## Start DATASET CONTENT

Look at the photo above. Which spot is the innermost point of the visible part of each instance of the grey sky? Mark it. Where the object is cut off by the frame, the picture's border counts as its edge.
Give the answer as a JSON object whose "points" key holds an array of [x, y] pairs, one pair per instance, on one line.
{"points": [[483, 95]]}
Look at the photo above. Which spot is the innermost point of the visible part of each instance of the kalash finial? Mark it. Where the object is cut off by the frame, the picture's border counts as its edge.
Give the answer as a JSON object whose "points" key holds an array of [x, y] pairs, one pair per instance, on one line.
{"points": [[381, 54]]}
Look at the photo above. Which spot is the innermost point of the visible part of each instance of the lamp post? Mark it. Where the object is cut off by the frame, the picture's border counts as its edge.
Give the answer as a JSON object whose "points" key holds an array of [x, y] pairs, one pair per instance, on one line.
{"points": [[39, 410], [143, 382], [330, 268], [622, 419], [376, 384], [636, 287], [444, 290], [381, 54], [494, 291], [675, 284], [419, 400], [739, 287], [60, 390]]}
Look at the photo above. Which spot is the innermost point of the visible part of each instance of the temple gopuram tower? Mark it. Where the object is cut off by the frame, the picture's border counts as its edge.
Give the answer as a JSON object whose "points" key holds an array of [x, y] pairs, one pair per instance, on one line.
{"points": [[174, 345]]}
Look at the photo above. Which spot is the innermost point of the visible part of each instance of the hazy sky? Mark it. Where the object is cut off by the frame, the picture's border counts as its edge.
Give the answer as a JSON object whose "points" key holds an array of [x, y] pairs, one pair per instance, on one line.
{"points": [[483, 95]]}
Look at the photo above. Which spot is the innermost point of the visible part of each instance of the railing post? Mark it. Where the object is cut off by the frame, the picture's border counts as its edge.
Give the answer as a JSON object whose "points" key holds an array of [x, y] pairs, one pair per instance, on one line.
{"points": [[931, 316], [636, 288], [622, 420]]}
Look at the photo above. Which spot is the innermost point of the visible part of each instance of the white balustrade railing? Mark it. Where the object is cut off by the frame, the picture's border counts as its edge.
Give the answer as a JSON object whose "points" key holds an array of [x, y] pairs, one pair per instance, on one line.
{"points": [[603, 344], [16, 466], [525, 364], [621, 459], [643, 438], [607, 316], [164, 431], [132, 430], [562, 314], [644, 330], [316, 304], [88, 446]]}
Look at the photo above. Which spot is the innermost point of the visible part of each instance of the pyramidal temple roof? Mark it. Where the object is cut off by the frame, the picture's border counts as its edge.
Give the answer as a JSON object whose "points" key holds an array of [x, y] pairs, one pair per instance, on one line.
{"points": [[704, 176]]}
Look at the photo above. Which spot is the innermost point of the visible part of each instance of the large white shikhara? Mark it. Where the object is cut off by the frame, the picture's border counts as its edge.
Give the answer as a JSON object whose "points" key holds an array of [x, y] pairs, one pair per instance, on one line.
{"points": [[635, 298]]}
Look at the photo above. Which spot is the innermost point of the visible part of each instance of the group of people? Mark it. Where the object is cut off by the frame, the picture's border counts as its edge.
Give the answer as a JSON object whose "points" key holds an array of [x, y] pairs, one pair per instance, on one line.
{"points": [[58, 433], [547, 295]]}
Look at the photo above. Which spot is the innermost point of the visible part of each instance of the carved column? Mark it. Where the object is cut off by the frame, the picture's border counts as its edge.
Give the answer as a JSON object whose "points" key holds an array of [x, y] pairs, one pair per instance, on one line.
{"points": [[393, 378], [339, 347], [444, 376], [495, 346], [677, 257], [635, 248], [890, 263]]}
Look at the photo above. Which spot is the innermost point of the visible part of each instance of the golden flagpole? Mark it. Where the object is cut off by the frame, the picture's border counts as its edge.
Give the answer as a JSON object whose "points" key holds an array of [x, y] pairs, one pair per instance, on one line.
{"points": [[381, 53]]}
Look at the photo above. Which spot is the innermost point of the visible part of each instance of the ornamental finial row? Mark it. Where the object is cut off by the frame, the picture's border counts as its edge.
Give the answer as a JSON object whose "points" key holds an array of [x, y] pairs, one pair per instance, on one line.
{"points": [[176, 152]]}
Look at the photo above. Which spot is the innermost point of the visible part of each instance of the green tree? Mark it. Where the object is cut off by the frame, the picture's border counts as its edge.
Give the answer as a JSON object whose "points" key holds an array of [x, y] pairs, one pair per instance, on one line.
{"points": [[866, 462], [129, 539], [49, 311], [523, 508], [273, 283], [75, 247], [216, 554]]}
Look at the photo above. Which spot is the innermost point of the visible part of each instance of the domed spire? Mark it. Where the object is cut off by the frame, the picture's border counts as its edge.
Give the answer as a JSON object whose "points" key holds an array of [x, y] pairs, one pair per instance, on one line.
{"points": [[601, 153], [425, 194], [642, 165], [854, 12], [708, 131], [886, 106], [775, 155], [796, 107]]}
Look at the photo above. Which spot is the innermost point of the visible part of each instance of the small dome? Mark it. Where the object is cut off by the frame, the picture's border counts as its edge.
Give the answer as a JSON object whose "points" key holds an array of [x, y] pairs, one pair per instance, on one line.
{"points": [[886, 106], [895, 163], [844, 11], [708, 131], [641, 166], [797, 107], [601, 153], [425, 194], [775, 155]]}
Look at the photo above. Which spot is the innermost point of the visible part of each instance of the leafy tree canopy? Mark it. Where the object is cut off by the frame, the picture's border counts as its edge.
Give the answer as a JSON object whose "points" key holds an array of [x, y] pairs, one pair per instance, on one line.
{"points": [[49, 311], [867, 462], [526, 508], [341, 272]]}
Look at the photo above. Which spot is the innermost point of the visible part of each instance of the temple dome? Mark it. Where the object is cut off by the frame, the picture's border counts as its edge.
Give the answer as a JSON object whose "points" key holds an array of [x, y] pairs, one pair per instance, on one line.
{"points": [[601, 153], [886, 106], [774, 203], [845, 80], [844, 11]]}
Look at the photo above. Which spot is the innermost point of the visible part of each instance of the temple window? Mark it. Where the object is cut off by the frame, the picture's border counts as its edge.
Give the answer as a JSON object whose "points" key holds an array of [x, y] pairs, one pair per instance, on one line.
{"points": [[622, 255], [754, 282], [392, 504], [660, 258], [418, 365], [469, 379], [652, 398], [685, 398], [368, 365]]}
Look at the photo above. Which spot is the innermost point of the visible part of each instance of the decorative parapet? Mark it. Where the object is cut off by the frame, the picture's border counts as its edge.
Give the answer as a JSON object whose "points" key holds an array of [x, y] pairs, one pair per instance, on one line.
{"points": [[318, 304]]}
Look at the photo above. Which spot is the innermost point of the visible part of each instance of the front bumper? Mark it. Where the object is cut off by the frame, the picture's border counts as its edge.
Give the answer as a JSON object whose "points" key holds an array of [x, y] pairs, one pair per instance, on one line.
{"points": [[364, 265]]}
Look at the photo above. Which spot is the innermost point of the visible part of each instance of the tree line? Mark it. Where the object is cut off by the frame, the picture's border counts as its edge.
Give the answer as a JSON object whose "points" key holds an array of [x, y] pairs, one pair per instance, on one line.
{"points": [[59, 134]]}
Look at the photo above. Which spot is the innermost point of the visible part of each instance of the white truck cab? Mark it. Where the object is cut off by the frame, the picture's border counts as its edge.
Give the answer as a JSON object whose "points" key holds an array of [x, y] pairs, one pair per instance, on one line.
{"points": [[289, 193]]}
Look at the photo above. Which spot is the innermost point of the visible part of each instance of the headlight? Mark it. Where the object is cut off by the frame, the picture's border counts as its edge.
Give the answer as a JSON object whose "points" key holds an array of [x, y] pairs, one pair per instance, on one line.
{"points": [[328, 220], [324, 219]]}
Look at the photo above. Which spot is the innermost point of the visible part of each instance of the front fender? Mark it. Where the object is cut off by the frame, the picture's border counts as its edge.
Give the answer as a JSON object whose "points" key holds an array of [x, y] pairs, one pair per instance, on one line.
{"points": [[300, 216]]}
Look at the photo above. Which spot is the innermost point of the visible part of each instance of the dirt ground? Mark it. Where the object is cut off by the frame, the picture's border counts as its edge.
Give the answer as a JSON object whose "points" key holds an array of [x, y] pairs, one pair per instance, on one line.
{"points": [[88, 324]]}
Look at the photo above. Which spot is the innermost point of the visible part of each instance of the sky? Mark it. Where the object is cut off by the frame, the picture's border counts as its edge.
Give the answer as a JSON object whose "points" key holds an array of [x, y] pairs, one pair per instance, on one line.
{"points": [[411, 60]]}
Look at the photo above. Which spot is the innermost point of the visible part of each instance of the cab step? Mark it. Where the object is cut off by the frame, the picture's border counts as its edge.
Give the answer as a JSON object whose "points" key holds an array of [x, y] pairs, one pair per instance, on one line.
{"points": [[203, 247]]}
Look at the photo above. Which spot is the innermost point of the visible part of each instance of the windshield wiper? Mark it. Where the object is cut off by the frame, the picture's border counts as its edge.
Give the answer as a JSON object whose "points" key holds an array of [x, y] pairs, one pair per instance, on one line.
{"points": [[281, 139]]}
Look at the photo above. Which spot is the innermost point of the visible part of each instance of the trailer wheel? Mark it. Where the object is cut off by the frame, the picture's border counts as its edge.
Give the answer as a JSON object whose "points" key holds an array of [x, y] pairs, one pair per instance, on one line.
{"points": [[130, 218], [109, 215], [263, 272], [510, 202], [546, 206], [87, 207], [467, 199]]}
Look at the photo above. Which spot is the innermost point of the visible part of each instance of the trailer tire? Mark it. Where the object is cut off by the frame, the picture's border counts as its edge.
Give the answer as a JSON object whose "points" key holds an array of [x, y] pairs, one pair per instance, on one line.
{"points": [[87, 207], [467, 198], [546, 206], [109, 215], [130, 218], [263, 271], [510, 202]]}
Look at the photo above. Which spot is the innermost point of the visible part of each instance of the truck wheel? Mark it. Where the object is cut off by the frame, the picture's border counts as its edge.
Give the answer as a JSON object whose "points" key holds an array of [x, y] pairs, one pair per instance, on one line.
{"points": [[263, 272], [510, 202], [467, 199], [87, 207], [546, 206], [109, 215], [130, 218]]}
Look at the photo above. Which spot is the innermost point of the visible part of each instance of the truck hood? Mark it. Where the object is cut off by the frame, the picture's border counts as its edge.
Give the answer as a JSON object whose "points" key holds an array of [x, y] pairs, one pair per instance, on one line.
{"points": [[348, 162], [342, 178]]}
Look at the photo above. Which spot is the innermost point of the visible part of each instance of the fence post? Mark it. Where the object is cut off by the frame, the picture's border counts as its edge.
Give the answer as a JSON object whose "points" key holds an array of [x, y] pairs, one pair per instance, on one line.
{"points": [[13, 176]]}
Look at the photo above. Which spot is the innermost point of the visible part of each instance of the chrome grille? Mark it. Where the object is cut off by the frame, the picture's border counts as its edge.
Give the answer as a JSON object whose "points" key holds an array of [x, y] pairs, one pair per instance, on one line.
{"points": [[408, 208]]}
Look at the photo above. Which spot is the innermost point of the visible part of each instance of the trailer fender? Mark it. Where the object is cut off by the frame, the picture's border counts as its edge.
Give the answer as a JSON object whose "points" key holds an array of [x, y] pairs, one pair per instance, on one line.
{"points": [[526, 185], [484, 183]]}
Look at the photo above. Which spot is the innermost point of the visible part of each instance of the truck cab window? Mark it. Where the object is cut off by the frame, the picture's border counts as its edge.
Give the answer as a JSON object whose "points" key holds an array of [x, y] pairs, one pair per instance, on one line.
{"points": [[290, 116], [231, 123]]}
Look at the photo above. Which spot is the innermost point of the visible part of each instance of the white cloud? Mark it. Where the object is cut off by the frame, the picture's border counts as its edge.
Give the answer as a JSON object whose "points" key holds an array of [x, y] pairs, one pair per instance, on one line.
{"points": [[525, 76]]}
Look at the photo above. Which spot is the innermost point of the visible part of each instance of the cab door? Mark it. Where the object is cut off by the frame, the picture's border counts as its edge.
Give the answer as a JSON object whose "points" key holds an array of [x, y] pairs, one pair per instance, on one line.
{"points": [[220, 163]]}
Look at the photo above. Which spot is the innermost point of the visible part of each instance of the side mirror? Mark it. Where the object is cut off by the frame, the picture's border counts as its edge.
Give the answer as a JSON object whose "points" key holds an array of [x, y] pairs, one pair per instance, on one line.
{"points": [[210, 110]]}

## End DATASET CONTENT

#### [TO BE DONE]
Reproduce exactly the lines from the one containing "of the chrome" through the last line of the records above, including both, and nothing else.

#### [SOLUTION TO THIS EXERCISE]
Look at the photo above. Which spot is the innermost point of the visible part of each instance of the chrome grille? Mark it. Where the object is cut off by the frame, the picture's border counts as its edge.
Give the answer as a JSON object whose "points" key holds an array of [x, y] pairs, one pair per instance, on one line.
{"points": [[408, 208]]}
Look at the photo above. Which spot is the innermost point of the visible part of each instance of the trailer fender? Mark it. Where the object is cut off by the frame, the picture's border counts as its edge.
Give the answer as a JSON object whose "points" key holds an array of [x, y] pairs, one pair per instance, on one line.
{"points": [[526, 185], [484, 183]]}
Look at the photo above. Which spot is the innermost point of the visible part of each instance of the truck cab window? Mark it. Where the object is cut off by the frame, the picture's border counts as its edge.
Give the answer as a JSON object whose "points" key holds an array of [x, y] pairs, one pair per instance, on one line.
{"points": [[290, 116], [231, 123]]}
Look at the photo above. Which spot is the innermost point of the visible part of each instance of the white cloud? Mark it. Where the object is cut off by the frame, the picture's border counts as its edge.
Give the answer as a JSON object whose "points" key holds an array of [x, y] pairs, one pair per instance, on one line.
{"points": [[525, 76]]}
Look at the photo above. Which spot is the innermost point of the visible part of each instance of the cab door? Mark it. Where the object is cut off by the frame, the picture's border counts as its edge.
Give the answer as a JSON object whose "points" key holds an array of [x, y] pairs, one pair per instance, on one line.
{"points": [[220, 163]]}
Look at the photo above. Which spot is the innermost point of the visible part of each instance of the side mirror? Mark it. Where the object is cut off by the frame, the picture's border counts as its edge.
Give the answer as a JSON object whose "points" key holds an array of [x, y] pairs, one pair per instance, on one line.
{"points": [[210, 110]]}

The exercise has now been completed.